### DIRECTIVE A
According to the defense spending text, how often has U.S. defense spending risen and fallen over the past 70 years?
### DIRECTIVE B
Transcribe the passage of the defense spending text starting at "The answers will" and ending at "and defense agencies.".

All of this may well prove vexing to the new administration, but it will nonetheless be expected to provide straight answers to tough questions: What are our biggest national security threats? How do we confront those threats? What is the military’s role in our democracy?

The answers will be influenced by available resources and the condition of the military. If history is any guide, and absent an extraordinary event, defense spending will decline significantly over the next decade. Managing this decline will require careful balancing of the risks and responses to the nation’s security requirements as well as reevaluating the size and configuration of the armed forces and defense agencies.

Over the Past 70 Years, U.S. Defense Spending Has Risen and Fallen Every 18 to 20 Years
Over the Past 70 Years, U.S. Defense Spending Has Risenand Fallen Every 18 to 20 Years
SOURCE: National Defense Budget Estimates for FY 2008, U.S. Department of Defense, March 2007, Table 6-1, pp. 62–67.

[Items listed in a dataset]
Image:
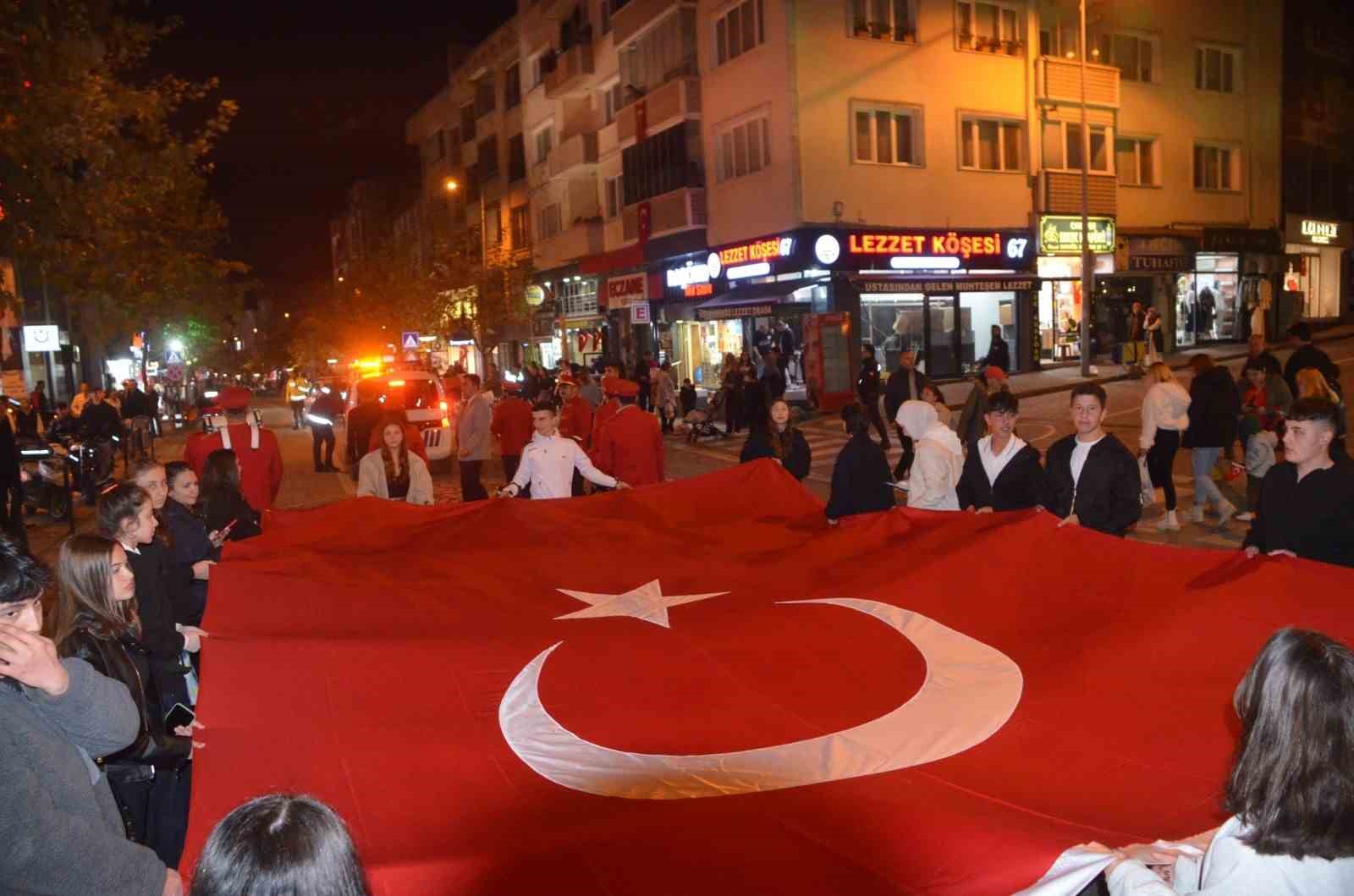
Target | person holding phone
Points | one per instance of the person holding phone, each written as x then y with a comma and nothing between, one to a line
98,622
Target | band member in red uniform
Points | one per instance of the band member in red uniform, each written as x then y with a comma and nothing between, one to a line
512,426
630,446
257,449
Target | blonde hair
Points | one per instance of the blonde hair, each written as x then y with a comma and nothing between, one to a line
1161,372
1313,385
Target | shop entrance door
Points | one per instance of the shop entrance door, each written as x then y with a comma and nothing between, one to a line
943,336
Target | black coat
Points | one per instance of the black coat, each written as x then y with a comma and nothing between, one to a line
1313,519
1020,485
796,460
860,480
1108,498
1212,410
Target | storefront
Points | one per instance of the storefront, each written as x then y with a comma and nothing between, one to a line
1315,264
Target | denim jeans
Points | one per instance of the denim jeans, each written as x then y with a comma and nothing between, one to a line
1202,462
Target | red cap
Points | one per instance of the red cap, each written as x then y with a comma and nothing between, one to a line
234,399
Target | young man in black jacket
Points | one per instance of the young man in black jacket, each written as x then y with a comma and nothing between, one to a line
1001,471
1092,476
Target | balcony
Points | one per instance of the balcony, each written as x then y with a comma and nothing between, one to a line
677,210
580,149
572,74
1060,81
1060,192
676,99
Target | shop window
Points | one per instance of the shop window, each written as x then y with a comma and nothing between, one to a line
884,20
1135,157
1132,54
744,146
738,30
1218,69
887,135
988,27
988,144
1218,167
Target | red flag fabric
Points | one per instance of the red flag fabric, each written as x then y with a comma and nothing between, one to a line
699,686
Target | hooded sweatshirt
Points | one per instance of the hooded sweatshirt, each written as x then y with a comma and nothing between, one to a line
1166,406
938,462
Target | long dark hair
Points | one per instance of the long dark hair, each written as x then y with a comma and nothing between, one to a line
1292,781
281,844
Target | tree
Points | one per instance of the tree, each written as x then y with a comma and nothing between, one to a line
98,184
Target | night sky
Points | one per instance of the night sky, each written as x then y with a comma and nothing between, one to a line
324,94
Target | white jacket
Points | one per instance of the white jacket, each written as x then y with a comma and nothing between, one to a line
1166,406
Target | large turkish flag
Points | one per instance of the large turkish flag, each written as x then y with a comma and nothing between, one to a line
979,692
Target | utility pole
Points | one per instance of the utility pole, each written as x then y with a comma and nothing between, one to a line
1087,259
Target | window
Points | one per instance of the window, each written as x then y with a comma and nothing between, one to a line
516,157
1218,69
1137,162
493,223
1218,167
487,158
742,148
884,20
484,96
992,144
467,122
545,142
1134,56
887,135
512,85
738,30
548,225
613,101
520,226
1063,146
661,53
988,26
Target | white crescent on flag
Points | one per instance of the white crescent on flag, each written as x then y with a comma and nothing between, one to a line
970,692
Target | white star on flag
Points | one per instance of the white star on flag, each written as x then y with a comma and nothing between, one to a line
645,602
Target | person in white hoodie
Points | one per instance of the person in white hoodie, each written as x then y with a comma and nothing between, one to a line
938,462
1164,417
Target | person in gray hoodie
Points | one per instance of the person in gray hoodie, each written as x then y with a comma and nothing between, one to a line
60,827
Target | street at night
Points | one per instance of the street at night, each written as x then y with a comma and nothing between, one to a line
790,447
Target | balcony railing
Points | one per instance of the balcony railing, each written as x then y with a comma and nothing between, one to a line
1060,80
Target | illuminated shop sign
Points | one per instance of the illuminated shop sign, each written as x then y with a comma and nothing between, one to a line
1062,234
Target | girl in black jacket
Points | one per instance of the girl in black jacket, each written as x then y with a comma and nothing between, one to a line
98,622
861,482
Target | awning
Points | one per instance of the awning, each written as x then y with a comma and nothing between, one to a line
757,300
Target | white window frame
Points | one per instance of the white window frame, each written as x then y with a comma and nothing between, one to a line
970,122
535,141
1063,128
755,124
721,27
1234,165
882,30
1202,52
1017,11
1143,36
897,110
1142,142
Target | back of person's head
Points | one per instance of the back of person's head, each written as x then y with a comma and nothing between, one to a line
1161,372
855,419
22,577
1292,783
281,845
221,470
119,507
85,591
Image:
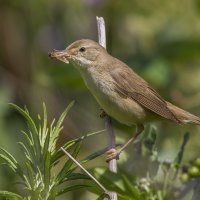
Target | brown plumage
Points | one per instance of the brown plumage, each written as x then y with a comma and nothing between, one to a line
122,93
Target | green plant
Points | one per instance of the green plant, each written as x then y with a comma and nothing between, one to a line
150,178
41,157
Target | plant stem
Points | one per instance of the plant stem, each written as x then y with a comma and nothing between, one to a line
85,170
108,122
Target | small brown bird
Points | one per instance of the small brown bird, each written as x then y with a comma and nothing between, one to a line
121,93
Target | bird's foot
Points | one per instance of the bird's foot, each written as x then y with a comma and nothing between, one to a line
102,113
112,154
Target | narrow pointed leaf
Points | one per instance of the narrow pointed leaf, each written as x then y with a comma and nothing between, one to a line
66,168
10,195
72,188
32,127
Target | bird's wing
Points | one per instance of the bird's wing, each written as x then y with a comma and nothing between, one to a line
129,85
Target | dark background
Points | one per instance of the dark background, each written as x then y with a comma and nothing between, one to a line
159,39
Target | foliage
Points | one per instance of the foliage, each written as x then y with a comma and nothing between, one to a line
162,180
41,158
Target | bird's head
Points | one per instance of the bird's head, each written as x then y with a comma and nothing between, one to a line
84,53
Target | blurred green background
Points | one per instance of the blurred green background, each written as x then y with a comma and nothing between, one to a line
160,40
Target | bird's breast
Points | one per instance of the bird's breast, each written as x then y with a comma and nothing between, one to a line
124,110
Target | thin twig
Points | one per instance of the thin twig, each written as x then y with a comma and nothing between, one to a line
85,170
108,122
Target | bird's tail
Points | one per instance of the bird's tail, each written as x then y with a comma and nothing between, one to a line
183,116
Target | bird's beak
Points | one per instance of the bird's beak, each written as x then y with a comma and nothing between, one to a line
60,55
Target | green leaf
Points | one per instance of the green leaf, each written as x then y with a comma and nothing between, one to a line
72,188
10,195
65,171
131,190
33,130
58,127
103,196
9,162
9,156
179,157
47,170
76,176
59,153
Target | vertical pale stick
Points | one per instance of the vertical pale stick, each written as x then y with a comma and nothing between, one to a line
108,123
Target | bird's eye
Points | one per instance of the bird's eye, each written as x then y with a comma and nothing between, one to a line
82,49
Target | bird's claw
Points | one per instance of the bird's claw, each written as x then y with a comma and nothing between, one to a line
112,154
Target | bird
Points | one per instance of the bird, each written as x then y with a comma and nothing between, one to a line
119,90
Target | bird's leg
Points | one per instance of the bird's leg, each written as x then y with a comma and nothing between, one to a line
111,154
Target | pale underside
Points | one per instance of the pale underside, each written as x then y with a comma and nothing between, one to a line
124,110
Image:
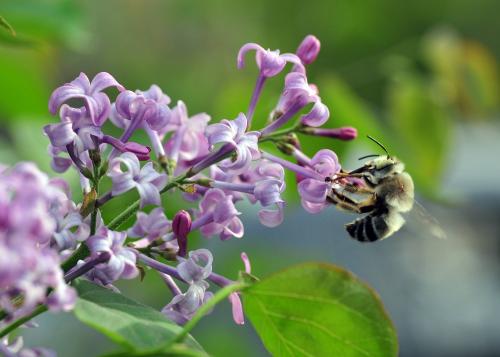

### EXPECTED OUTPUT A
Every 18 to 20 years.

### EXPECTED OUTPUT B
The answers will be influenced by available resources and the condition of the military. If history is any guide, and absent an extraordinary event, defense spending will decline significantly over the next decade. Managing this decline will require careful balancing of the risks and responses to the nation’s security requirements as well as reevaluating the size and configuration of the armed forces and defense agencies.